## Texte source
══════════

Une offre est-elle irrégulière si le candidat remet un bordereau de prix "caduc" ? Le Conseil d’Etat, à l’occasion d’un contentieux, a dû répondre à cette question. En l’espèce, le département de Corse du Sud avait lancé une procédure d’appel d’offres pour une opération de travaux. Elle avait écarté un pli au motif que la société n’avait pas utilisé le bordereau en vigueur. En effet, la collectivité avait modifié, au cours de la consultation, le document. La candidate a alors déposé une requête devant le juge du référé précontractuel. Elle a fait valoir que le montant de sa proposition était, malgré ce manquement, calculé sur la base du bordereau modificatif. La décision de rejet a été annulée par le tribunal administratif (TA) de Bastia. Le département s’est alors pourvu en cassation.

Irrégularité en raison d'une erreur rédhibitoire 

          
La règle est simple : une offre ne respectant pas les exigences formulées dans les documents de la consultation est irrégulière car elle est incomplète (article 59 du décret n°2016-360 du 25 mars 2016). Toutefois, elle n’est pas absolue. Gilles Pellissier, rapporteur public devant la haute juridiction a mentionné en exemple l’arrêt société Hexagone : « L’absence, dans l'enveloppe contenant l'offre d'une entreprise, d'une pièce exigée par le pouvoir adjudicateur à l'appui des offres, ne justifie pas à elle seule l'élimination de cette offre dès lors que la pièce a bien été produite mais a été incluse par erreur au sein de l'enveloppe relative à la candidature de l'entreprise » (CE, 7 novembre 2008, n° 292570). L’erreur ne doit pas être rédhibitoire, c’est-à-dire qu'elle ne doit avoir aucune conséquence sur le contenu de la proposition, a rappelé le rapporteur public lors de la lecture de ses conclusions.

La seule circonstance de l’utilisation d’un bordereau initial : « n’était pas de nature, à elle seule, à pouvoir faire regarder son offre comme irrégulière »

══════════

## Consigne
Recopiez à l'identique le passage du texte sur l'offre irrégulière qui s'ouvre sur les mots contenant "Une offre est-elle" et se termine par "pourvu en cassation.".

Enregistrements d'annotation de contours
══════════

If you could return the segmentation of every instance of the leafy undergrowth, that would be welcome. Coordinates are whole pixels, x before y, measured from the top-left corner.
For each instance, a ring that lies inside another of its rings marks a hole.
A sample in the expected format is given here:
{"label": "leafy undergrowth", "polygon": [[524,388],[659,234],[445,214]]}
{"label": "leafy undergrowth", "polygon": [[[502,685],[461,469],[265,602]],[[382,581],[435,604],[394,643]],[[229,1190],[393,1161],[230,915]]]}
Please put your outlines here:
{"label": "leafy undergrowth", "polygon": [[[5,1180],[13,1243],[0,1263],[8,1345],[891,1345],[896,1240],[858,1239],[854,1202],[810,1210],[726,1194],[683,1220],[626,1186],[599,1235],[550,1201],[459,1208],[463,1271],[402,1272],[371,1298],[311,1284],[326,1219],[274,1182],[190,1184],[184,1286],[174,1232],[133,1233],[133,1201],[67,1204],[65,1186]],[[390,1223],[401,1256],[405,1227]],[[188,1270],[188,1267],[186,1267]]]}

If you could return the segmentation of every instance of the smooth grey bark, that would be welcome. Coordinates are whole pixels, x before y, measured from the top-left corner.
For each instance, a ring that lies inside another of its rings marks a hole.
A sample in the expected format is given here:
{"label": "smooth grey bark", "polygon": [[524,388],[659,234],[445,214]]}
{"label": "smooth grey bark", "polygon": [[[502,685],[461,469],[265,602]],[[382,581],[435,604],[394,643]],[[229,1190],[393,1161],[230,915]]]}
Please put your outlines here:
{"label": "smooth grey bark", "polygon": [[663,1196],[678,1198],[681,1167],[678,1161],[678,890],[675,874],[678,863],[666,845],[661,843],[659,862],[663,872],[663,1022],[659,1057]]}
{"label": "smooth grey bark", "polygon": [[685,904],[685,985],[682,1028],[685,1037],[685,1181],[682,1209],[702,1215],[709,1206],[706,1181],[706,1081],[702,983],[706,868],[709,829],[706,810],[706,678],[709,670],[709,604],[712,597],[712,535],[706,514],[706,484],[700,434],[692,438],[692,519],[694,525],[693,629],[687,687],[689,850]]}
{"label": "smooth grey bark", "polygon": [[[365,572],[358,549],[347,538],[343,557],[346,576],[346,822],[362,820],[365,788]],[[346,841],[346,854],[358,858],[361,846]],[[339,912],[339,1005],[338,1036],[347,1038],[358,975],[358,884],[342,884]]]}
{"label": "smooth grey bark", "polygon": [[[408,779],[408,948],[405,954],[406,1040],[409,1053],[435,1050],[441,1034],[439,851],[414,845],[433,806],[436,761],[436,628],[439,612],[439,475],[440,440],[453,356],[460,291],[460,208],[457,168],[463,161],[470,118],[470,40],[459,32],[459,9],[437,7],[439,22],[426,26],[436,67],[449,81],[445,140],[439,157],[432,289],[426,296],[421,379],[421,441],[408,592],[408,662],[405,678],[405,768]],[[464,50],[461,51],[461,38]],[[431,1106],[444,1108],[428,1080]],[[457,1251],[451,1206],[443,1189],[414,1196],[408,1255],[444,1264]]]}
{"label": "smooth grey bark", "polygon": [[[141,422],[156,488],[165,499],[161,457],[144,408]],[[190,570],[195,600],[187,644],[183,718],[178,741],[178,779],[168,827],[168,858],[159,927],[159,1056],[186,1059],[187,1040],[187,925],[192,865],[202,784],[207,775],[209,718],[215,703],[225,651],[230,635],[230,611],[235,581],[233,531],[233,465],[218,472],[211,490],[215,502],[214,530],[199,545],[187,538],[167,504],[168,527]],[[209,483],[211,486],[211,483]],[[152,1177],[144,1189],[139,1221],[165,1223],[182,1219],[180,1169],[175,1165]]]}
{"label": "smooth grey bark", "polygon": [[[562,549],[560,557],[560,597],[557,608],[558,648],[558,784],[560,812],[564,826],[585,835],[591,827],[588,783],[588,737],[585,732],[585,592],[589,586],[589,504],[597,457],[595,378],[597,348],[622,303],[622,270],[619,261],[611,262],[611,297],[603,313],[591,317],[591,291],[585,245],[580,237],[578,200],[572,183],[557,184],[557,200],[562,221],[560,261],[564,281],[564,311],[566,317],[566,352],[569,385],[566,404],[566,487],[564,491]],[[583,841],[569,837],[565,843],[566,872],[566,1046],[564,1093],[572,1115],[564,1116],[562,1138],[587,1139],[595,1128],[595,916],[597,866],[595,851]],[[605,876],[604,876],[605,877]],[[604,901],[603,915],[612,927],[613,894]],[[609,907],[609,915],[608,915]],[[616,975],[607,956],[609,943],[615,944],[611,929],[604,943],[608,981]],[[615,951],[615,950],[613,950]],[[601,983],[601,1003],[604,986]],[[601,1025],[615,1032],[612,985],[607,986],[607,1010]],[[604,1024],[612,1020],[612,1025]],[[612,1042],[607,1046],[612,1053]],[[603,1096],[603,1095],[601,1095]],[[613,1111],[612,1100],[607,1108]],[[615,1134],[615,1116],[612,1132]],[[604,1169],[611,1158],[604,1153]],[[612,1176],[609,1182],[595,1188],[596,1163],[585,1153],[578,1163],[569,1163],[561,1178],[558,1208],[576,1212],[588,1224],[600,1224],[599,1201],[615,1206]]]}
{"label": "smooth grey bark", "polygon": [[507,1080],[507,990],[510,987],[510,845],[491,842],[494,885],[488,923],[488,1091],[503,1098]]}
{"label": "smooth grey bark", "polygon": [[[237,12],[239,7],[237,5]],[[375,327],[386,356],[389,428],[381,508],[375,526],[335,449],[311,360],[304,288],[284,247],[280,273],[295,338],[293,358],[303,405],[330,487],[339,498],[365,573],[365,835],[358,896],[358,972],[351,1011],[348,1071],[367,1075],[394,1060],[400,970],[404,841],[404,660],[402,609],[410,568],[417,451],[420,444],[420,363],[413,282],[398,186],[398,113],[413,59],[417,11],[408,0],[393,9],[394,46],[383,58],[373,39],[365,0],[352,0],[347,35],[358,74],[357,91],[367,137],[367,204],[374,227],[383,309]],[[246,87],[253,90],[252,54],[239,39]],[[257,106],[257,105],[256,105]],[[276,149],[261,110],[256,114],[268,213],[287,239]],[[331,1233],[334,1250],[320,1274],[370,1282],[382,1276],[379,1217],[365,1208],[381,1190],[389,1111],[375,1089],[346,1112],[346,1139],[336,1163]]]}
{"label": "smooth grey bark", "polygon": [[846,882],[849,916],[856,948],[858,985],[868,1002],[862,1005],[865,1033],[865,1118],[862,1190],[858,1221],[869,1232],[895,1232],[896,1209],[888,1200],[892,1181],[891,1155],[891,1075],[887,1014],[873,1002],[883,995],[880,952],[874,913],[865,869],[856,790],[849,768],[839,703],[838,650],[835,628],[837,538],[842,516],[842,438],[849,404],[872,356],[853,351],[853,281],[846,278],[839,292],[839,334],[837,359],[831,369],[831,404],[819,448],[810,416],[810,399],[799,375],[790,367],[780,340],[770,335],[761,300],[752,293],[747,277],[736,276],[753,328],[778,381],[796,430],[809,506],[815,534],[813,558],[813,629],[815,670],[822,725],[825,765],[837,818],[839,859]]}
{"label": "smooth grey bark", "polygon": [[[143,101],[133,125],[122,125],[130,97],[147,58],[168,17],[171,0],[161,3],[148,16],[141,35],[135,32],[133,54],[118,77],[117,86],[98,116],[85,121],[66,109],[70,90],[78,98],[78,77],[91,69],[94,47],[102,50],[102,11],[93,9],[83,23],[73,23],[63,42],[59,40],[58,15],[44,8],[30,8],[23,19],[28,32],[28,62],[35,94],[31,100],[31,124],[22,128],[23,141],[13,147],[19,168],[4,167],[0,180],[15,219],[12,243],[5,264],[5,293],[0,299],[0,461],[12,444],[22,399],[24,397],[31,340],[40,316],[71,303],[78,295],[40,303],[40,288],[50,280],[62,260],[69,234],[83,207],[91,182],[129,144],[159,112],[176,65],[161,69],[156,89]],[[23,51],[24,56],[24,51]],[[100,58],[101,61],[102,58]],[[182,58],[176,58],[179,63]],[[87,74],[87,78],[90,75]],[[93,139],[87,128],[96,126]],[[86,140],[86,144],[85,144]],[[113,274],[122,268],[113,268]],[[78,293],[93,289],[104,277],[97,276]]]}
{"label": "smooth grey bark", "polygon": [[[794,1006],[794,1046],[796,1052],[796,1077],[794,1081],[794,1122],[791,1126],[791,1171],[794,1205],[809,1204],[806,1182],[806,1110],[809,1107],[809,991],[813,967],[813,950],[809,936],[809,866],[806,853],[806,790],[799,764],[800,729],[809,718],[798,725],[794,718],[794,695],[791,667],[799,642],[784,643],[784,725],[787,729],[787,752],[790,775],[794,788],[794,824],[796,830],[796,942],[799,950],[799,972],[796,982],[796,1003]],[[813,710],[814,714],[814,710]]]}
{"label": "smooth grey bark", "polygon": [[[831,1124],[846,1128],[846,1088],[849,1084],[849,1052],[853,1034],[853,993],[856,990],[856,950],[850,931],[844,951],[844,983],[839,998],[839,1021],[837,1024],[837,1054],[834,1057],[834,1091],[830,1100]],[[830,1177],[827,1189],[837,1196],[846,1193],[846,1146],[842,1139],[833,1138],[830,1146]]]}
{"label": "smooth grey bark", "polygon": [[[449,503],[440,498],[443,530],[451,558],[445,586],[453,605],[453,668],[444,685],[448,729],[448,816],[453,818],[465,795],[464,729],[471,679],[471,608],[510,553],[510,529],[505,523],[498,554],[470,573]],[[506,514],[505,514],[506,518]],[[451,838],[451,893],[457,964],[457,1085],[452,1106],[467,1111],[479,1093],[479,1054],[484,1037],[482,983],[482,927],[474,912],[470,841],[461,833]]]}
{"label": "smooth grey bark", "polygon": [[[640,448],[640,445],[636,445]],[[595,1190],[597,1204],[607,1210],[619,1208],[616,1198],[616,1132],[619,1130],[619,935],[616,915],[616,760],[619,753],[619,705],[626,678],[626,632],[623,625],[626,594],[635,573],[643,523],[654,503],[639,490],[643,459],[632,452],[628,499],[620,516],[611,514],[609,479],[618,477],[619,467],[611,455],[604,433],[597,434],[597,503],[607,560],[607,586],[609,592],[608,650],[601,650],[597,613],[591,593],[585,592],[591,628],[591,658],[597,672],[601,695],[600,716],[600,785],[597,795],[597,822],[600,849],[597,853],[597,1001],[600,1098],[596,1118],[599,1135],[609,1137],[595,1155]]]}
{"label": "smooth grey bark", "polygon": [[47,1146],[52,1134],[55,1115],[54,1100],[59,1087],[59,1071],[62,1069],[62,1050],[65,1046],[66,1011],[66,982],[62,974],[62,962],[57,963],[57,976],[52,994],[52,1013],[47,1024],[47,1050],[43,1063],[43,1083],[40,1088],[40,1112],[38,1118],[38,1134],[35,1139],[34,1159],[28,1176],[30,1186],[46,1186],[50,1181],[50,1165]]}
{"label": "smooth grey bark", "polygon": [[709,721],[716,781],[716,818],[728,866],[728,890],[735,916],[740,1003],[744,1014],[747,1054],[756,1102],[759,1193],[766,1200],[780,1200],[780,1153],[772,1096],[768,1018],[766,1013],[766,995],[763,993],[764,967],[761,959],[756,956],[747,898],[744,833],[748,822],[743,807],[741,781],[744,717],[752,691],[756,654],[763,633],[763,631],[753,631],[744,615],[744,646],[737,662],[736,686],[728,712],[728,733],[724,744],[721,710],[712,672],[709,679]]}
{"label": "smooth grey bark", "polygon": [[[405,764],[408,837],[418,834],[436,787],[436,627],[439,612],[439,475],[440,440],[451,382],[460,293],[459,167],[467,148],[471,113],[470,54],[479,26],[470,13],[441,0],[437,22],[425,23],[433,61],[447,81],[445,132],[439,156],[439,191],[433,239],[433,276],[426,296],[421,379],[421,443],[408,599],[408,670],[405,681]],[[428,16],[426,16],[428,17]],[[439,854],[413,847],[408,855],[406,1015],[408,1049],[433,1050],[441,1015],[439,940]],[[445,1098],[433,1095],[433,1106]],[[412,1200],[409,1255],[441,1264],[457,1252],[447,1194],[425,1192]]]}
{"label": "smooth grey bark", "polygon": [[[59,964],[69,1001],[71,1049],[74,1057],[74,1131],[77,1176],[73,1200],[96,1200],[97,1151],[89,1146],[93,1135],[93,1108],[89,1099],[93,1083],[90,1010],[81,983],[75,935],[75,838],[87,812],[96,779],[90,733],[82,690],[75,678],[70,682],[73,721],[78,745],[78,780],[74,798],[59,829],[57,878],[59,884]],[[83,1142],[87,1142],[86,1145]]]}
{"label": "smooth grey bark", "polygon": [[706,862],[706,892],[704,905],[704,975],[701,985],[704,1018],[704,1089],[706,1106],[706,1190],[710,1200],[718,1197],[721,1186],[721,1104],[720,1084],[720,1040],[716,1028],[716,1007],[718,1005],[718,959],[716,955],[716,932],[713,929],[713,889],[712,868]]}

══════════

## Résultat de l'exercice
Une offre est-elle irrégulière si le candidat remet un bordereau de prix "caduc" ? Le Conseil d’Etat, à l’occasion d’un contentieux, a dû répondre à cette question. En l’espèce, le département de Corse du Sud avait lancé une procédure d’appel d’offres pour une opération de travaux. Elle avait écarté un pli au motif que la société n’avait pas utilisé le bordereau en vigueur. En effet, la collectivité avait modifié, au cours de la consultation, le document. La candidate a alors déposé une requête devant le juge du référé précontractuel. Elle a fait valoir que le montant de sa proposition était, malgré ce manquement, calculé sur la base du bordereau modificatif. La décision de rejet a été annulée par le tribunal administratif (TA) de Bastia. Le département s’est alors pourvu en cassation.